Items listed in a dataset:

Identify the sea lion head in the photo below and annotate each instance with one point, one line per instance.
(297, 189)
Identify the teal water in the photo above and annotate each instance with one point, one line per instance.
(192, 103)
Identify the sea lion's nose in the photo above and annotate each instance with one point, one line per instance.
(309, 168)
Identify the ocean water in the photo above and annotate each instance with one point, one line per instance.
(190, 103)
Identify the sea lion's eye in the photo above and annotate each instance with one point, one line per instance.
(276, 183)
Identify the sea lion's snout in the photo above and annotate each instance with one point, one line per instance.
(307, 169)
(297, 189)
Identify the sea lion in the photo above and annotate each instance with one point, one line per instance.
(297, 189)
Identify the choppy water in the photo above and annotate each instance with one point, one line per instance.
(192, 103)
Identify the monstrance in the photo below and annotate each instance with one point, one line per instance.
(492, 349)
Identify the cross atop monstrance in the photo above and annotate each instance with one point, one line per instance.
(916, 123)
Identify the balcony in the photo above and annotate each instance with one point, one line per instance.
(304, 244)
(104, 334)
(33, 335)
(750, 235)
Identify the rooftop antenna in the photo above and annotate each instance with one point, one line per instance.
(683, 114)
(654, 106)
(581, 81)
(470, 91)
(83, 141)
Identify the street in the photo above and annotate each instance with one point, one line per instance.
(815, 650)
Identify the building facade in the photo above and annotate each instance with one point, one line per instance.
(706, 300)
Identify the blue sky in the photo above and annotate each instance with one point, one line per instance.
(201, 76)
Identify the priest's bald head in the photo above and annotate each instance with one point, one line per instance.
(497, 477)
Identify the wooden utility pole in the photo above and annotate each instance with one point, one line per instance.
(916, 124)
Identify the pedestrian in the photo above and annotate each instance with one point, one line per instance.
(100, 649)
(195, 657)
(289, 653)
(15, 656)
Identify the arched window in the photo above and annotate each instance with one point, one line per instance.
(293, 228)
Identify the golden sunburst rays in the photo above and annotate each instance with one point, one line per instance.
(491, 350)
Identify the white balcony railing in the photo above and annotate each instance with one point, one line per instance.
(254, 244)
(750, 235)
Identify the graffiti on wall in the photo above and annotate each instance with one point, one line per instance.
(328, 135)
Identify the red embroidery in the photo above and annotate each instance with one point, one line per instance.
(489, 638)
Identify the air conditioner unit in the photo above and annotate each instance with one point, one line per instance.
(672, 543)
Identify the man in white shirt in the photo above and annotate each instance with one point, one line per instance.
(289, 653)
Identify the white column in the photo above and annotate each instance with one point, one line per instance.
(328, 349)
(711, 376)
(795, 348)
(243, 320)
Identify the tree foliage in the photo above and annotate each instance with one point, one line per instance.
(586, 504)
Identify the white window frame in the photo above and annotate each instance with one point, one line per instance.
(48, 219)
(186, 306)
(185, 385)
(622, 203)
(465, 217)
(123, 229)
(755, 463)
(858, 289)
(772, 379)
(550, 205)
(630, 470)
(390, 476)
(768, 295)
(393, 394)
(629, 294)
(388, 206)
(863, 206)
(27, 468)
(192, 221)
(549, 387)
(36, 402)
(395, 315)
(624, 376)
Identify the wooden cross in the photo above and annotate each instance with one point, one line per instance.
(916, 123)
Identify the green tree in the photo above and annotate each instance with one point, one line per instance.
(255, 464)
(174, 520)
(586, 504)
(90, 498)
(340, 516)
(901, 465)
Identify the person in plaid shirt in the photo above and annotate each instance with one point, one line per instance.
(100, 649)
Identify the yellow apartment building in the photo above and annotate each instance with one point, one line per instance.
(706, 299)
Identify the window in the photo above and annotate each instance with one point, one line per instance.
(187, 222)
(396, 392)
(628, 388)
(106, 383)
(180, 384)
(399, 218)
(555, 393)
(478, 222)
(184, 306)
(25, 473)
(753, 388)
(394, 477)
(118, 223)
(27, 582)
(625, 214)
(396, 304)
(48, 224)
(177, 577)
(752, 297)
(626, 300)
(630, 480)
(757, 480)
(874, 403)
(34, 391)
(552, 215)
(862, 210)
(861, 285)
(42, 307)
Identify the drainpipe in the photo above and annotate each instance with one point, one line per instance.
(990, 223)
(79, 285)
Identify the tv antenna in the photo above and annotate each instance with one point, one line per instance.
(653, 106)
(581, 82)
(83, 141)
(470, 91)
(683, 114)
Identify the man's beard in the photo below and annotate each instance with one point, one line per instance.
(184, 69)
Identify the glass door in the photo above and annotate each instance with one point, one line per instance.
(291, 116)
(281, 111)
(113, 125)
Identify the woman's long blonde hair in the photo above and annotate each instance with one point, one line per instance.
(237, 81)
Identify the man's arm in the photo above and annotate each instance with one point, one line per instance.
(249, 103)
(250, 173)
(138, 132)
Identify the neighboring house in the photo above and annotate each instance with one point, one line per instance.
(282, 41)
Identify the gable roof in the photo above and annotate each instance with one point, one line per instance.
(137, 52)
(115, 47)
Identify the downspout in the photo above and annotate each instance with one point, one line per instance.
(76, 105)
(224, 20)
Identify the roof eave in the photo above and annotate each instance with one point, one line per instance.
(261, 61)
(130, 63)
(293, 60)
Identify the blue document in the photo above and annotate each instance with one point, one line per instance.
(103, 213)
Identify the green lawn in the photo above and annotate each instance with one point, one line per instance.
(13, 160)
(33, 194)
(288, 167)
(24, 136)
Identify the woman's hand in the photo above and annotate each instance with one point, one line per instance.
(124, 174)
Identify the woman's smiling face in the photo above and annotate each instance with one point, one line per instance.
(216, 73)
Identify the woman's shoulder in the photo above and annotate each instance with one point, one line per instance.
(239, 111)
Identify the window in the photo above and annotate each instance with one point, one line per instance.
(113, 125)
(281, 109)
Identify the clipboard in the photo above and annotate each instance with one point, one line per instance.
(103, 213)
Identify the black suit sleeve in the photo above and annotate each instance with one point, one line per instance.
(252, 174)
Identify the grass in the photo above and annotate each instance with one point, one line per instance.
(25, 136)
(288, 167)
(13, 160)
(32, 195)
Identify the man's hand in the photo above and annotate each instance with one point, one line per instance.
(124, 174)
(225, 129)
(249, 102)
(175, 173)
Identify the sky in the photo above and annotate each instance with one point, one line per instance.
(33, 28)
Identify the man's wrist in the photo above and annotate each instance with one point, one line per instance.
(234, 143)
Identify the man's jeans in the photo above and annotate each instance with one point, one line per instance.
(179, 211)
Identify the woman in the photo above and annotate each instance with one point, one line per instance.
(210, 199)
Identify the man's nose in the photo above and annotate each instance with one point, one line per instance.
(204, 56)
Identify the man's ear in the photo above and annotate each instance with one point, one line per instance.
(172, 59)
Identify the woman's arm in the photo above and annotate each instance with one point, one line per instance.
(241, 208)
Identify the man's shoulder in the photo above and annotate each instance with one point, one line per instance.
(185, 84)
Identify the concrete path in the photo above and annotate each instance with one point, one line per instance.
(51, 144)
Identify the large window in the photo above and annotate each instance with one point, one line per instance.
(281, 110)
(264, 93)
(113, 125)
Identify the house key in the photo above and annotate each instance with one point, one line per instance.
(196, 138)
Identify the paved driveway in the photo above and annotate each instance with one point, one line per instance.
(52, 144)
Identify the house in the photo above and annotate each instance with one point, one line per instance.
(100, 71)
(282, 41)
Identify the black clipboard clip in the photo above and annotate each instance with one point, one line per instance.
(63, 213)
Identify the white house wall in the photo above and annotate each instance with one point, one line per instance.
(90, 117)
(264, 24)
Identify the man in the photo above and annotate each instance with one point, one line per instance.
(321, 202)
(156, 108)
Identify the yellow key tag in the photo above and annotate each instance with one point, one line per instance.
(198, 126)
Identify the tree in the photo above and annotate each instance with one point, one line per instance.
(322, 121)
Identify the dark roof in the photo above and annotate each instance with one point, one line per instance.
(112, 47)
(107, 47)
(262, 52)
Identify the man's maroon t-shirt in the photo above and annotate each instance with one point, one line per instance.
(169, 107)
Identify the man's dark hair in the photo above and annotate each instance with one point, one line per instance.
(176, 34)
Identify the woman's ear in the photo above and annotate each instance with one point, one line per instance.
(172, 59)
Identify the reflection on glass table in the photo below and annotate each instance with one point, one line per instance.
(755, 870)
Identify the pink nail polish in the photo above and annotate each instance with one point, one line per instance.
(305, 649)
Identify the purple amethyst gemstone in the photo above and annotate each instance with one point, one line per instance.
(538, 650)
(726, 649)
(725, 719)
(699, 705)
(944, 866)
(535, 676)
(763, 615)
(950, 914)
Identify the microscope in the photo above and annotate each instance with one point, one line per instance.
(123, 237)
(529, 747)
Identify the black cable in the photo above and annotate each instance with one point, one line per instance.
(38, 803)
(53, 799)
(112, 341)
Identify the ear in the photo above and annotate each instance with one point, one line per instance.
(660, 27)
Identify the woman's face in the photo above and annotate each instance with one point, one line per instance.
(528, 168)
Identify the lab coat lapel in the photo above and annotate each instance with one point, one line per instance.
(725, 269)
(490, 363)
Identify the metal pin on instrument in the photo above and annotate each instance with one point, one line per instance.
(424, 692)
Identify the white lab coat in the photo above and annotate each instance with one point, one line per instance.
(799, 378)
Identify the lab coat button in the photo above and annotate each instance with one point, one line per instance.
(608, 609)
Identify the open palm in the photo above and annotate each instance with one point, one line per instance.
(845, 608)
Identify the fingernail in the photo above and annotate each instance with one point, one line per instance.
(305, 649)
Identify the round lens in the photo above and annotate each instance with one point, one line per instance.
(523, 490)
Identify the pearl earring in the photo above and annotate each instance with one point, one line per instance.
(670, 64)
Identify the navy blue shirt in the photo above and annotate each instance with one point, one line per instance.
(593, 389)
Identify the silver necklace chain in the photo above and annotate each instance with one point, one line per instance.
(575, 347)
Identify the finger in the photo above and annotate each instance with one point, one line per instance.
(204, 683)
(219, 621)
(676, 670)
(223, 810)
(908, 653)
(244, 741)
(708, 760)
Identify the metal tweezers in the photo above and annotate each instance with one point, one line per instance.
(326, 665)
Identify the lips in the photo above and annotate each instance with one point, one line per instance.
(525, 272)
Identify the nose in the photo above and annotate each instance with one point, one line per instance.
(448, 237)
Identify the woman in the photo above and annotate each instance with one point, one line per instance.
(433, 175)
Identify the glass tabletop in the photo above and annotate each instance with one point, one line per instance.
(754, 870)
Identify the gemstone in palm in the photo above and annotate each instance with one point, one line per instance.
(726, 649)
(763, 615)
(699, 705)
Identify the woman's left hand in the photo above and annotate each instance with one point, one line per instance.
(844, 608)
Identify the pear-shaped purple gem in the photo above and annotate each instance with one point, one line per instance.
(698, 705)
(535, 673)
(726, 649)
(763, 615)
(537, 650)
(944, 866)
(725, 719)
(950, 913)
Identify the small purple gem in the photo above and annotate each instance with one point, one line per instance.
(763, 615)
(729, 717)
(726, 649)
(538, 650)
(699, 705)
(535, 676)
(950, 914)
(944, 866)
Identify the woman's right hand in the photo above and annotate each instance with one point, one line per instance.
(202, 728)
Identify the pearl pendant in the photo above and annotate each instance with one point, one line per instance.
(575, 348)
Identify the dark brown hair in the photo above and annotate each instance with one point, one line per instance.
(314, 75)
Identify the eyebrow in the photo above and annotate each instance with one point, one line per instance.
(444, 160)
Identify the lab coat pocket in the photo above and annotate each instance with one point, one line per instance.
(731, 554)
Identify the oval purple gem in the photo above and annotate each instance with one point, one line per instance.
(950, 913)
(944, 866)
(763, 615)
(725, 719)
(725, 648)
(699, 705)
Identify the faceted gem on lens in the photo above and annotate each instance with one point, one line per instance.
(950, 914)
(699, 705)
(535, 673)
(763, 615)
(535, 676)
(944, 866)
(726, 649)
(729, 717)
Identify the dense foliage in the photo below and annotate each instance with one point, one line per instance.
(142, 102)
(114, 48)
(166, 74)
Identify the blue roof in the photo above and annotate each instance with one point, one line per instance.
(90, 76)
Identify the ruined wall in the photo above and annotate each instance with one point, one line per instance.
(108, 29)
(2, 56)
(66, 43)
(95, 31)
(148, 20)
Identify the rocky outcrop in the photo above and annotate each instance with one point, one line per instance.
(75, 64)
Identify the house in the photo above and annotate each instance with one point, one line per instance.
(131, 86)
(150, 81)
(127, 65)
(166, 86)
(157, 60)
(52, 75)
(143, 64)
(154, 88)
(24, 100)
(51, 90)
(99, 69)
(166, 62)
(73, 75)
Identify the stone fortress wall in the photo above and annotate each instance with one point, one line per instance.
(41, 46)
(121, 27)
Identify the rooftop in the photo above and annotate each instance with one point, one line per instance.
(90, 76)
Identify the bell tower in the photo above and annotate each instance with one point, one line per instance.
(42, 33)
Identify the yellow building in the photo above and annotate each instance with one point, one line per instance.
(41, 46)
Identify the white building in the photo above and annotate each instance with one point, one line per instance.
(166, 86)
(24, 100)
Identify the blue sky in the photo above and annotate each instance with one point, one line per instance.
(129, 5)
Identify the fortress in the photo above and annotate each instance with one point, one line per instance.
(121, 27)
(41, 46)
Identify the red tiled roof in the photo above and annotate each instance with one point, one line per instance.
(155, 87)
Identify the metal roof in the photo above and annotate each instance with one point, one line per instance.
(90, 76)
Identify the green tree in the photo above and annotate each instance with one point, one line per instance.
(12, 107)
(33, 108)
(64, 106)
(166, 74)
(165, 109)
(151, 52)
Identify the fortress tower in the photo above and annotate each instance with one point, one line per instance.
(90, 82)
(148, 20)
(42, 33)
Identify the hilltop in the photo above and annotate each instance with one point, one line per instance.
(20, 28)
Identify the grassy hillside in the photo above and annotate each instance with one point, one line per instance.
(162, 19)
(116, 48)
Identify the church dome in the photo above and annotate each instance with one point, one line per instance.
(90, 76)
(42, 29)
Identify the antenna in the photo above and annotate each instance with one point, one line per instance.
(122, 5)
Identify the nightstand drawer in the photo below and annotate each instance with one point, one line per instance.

### Exercise:
All lines from the one containing "Identify the fortress in" through the last line of the data must be set down exactly. No other lines belong in the answer.

### Exercise answer:
Identify the fortress in the photo above and annotate each instance with one point, one line per instance.
(121, 27)
(41, 46)
Identify the red tiled roof in the photo above and annotate each instance with one point, one line per instance.
(155, 87)
Identify the metal roof in the photo above and annotate each instance with one point, one line per instance.
(90, 76)
Identify the green tree in the photo above and annotate each instance with one point, one line per instance.
(12, 107)
(33, 108)
(64, 106)
(166, 74)
(165, 109)
(151, 52)
Identify the fortress tower in the photo above and annotate each instance with one point, one line per instance.
(90, 82)
(148, 20)
(42, 33)
Identify the hilltop in the photo above and annotate each instance with one point, one line per instance.
(20, 28)
Identify the grassy hillside in the photo above and annotate each instance with one point, one line per instance.
(162, 19)
(116, 48)
Identify the church dome in the photo above and annotate each instance with one point, one line per instance.
(90, 76)
(42, 29)
Identify the antenna in the photo above and annotate each instance with one point, one line per instance.
(122, 5)
Identify the nightstand drawer in the photo below and annotate each instance with one point, one line per instance.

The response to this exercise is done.